> REQUISITO A:
Ricopia alla lettera le righe dei record, partendo da quella che contiene "Can you find the single-story" e arrivando fino all'ultima riga dei record, entrambe comprese.
====== ESTRATTO DEL TESTO ======
Sei il mio sorriso, quando ti guardo in mezzo alla gente e diventi il protagonista. Sei la luce nei miei occhi quando ti parlo e tu sai già quello che dovrò dirti. Sei i miei sospiri quando ti vedo in difficoltà, ma so che la tua forza e intelligenza ti permetteranno di superare ogni avversità. Sei ogni battito del mio cuore quando sei con me e quando non ci sei; ma solo quando sei con me io sorrido ammiro, sospiro e vivo. Veramente.
Questa non l'ho scritta io, ma Francesca.
Sarà pure che sono parte in causa, ma l'ho trovata bellissima e mi sembra giusto metterla qui, insieme alle parti migliori di me.
Questo è un estratto di prova di qualcosa che sto scrivendo; non è completo e nemmeno definitivo.
"La mia prima macchina fotografica è stata una Kodak 44 Instamatic, il modello che veniva subito dopo le macchine fotografiche turistiche, quelle che guardavi dentro e schiacciando il tastino vedevi un’altra diapositiva.
Però, aveva anche il cinturone in dotazione, una specie di attrezzo paramilitare con le giberne per contenere la macchina e due rullini di scorta; la pubblicità poi era accattivante, con dei disegni in bianco e nero dove un solitario camminatore, all’alba, sulla spiaggia, vede un volo di gabbiani e, come un novello Jesse James estrae la macchina dalla fondina e…”click!” catturato.
====== VOCI ELENCATE ======
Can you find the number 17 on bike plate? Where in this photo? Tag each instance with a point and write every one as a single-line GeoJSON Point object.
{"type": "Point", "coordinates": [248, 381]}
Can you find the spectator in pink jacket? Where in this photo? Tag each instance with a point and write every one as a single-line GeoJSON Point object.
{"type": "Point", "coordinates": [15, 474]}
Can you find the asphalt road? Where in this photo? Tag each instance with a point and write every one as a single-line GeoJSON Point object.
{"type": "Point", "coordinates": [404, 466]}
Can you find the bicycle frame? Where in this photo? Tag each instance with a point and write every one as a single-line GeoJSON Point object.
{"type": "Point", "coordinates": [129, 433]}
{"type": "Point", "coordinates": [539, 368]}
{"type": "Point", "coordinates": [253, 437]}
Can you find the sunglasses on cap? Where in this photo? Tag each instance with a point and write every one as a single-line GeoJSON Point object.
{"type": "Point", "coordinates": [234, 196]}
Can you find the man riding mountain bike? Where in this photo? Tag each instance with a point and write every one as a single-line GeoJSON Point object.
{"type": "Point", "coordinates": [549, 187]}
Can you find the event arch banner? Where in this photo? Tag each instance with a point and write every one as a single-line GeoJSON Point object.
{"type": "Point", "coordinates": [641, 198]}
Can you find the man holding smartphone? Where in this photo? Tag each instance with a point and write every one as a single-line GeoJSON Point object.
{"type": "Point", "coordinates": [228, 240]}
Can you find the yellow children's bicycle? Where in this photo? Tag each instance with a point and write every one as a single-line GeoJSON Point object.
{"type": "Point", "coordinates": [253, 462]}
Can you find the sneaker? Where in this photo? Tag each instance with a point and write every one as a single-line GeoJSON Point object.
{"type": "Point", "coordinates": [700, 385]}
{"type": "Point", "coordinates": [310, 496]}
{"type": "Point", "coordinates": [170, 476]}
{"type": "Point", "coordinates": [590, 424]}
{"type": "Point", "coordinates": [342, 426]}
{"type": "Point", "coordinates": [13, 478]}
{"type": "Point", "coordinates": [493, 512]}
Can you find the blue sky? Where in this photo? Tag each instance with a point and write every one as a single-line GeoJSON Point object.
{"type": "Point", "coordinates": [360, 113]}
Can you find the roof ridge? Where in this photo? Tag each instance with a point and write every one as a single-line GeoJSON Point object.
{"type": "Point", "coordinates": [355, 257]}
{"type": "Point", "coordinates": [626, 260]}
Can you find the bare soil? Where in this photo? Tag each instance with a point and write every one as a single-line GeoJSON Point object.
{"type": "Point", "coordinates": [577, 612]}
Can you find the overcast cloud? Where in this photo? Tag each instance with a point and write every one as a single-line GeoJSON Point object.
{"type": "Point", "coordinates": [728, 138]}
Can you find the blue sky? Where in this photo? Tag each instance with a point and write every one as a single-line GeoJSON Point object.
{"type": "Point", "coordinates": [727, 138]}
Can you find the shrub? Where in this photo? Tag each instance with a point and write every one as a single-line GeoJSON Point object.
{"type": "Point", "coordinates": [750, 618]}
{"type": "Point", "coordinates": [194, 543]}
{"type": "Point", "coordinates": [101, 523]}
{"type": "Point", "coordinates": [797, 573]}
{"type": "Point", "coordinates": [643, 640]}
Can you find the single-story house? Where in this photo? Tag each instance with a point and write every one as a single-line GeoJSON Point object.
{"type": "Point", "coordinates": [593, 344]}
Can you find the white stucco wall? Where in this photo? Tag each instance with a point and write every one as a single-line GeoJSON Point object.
======
> REQUISITO B:
Nell'estratto del testo, elenca tutte le cose introdotte da «Sei» nelle frasi che iniziano con questa parola.

> RISPOSTA COMPLETA A:
Can you find the single-story house? Where in this photo? Tag each instance with a point and write every one as a single-line GeoJSON Point object.
{"type": "Point", "coordinates": [593, 344]}
Can you find the white stucco wall? Where in this photo? Tag each instance with a point and write every one as a single-line GeoJSON Point object.

> RISPOSTA COMPLETA B:
- il mio sorriso
- la luce nei miei occhi
- i miei sospiri
- ogni battito del mio cuore